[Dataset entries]
== Segment start ==

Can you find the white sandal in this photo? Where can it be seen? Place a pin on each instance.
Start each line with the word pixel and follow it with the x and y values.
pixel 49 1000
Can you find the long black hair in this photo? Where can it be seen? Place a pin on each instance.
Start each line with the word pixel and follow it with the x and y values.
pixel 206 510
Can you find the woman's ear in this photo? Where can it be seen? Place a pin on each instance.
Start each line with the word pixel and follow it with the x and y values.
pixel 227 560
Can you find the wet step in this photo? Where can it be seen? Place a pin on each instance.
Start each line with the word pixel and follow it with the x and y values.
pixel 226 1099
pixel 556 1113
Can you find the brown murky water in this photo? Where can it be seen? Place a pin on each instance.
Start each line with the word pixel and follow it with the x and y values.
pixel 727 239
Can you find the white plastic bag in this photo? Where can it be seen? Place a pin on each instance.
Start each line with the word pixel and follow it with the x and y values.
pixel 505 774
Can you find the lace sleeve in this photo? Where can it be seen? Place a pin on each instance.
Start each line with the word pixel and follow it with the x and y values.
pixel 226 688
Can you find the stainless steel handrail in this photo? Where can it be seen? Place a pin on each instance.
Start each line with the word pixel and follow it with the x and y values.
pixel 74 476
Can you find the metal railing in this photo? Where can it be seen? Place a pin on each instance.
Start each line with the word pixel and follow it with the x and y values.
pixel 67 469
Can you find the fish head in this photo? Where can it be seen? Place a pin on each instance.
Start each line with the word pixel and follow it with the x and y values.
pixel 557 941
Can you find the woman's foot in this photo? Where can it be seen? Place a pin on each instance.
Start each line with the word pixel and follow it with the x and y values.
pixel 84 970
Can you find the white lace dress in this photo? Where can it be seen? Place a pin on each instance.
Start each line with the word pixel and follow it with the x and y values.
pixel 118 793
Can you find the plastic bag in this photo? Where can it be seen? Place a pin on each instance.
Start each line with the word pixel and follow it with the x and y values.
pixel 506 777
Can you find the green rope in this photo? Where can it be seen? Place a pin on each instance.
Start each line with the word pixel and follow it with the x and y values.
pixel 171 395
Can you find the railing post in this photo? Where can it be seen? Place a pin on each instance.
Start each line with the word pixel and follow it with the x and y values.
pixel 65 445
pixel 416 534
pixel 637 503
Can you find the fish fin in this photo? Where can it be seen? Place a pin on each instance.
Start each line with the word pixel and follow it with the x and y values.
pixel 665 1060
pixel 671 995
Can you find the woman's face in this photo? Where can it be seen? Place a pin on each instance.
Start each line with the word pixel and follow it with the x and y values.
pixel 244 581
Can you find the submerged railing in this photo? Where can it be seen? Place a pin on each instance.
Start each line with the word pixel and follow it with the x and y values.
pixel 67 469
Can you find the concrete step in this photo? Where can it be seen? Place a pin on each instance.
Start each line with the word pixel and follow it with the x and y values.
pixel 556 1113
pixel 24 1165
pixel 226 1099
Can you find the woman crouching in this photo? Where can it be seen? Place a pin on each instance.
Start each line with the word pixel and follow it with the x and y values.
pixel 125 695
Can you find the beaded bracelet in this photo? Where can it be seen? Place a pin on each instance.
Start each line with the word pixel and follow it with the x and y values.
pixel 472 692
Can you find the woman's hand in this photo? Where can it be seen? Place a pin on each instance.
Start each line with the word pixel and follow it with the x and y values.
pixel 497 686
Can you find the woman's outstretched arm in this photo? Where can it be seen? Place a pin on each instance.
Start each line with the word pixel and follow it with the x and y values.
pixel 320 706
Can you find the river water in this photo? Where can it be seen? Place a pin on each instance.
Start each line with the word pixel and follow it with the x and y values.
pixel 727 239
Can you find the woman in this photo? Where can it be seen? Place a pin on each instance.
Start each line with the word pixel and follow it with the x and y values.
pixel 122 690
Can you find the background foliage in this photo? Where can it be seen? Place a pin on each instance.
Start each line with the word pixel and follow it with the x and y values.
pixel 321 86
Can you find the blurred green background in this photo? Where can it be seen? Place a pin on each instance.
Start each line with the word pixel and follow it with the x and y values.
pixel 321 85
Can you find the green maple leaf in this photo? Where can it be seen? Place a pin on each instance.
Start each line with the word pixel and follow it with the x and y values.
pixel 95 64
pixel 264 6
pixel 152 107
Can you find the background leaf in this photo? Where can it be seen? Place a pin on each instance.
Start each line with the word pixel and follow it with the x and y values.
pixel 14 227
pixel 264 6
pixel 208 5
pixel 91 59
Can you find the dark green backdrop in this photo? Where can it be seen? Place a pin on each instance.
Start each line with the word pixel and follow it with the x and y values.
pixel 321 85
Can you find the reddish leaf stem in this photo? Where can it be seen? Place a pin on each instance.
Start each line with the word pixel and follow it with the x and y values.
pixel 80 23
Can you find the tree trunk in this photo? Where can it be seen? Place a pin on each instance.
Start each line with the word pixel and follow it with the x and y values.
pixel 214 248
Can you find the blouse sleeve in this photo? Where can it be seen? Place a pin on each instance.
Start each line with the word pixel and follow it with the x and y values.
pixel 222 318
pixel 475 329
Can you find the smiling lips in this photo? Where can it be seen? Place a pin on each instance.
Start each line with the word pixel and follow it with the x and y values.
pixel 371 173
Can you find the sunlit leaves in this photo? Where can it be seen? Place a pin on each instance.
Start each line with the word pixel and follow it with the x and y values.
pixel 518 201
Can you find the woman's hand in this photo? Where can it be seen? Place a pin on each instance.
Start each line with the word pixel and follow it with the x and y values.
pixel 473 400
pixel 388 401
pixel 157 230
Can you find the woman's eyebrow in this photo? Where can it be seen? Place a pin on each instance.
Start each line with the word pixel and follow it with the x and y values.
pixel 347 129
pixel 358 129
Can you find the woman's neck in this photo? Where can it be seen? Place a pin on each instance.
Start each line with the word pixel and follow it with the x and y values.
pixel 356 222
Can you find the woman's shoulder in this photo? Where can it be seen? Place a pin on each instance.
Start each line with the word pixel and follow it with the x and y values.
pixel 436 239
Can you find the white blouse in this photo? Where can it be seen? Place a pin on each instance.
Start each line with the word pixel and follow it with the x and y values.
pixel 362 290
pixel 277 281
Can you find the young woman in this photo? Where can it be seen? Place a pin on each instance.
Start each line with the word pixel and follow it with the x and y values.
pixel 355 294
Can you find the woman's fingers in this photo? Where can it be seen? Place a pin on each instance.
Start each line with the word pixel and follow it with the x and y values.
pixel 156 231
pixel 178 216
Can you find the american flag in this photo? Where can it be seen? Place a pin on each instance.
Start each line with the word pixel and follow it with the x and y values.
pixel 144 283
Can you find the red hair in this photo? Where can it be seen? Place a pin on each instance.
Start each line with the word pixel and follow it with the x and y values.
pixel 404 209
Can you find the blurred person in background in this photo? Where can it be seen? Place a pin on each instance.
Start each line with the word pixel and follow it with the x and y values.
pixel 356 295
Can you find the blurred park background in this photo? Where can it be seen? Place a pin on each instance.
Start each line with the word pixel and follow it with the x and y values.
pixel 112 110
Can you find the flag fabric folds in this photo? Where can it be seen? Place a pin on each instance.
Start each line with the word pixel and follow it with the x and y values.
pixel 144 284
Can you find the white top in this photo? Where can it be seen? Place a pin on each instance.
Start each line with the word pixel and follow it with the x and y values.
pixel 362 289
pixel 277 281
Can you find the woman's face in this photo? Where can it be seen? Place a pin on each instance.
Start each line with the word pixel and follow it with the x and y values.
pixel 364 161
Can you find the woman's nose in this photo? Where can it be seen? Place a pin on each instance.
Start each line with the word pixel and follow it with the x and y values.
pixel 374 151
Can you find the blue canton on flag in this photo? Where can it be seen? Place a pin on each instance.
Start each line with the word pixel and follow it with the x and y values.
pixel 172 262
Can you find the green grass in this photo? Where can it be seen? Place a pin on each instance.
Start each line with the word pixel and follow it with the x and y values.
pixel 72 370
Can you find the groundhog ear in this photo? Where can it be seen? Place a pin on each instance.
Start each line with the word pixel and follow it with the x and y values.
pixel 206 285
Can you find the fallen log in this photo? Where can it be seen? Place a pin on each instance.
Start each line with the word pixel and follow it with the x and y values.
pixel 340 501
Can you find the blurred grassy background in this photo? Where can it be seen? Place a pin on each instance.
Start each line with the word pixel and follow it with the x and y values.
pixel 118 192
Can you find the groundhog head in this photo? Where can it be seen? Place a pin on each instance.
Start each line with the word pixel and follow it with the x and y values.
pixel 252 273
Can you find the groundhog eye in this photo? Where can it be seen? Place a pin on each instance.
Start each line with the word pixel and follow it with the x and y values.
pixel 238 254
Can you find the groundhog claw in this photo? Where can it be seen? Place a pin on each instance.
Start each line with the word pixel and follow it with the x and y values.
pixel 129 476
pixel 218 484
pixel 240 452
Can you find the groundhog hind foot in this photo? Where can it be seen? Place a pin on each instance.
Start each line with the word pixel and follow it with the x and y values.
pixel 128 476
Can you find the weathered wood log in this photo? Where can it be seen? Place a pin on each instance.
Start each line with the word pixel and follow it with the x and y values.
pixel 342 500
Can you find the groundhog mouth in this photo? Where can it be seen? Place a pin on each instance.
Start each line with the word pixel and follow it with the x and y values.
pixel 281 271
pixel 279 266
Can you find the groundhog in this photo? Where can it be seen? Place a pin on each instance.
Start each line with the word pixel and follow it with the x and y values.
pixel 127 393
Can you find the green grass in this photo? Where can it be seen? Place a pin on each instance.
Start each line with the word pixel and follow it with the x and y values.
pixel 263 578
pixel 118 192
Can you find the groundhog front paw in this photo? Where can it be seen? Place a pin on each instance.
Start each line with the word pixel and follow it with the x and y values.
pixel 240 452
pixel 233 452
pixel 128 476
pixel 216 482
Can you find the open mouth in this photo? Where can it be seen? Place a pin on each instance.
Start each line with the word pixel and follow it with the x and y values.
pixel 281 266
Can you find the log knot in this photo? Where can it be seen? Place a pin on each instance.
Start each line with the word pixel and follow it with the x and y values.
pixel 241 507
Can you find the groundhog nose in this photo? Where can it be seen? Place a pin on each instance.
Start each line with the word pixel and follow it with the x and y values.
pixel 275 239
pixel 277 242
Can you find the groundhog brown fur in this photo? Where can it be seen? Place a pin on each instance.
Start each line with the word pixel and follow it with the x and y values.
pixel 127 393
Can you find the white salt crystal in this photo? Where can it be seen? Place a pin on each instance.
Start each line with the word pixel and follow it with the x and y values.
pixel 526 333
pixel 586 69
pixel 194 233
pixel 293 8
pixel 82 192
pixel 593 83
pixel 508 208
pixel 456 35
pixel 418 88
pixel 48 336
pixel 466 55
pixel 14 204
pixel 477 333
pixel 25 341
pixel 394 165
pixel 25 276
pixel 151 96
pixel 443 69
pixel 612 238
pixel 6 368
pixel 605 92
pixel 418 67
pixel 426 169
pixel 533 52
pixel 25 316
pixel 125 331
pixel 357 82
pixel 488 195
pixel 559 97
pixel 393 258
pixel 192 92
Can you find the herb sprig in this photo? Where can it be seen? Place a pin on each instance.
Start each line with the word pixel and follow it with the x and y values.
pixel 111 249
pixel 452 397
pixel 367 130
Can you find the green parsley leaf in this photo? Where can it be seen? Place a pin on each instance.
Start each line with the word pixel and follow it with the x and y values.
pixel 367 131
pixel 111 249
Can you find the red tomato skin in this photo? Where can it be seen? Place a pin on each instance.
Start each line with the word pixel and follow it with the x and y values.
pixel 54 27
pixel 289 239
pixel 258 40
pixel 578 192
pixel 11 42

== Segment end ==

▶ **Directions for this task**
Above this instruction are the records; retype exactly the lines from the one containing "Can you find the concrete" up to and including the one containing "Can you find the woman crouching".

▶ **Reply to the task**
Can you find the concrete step in this photo? Where can it be seen? Place a pin on each instance.
Start each line with the word pixel and follow it with the x and y values.
pixel 556 1113
pixel 24 1165
pixel 226 1099
Can you find the woman crouching in this photo? Where can it be seen? Place a pin on each instance.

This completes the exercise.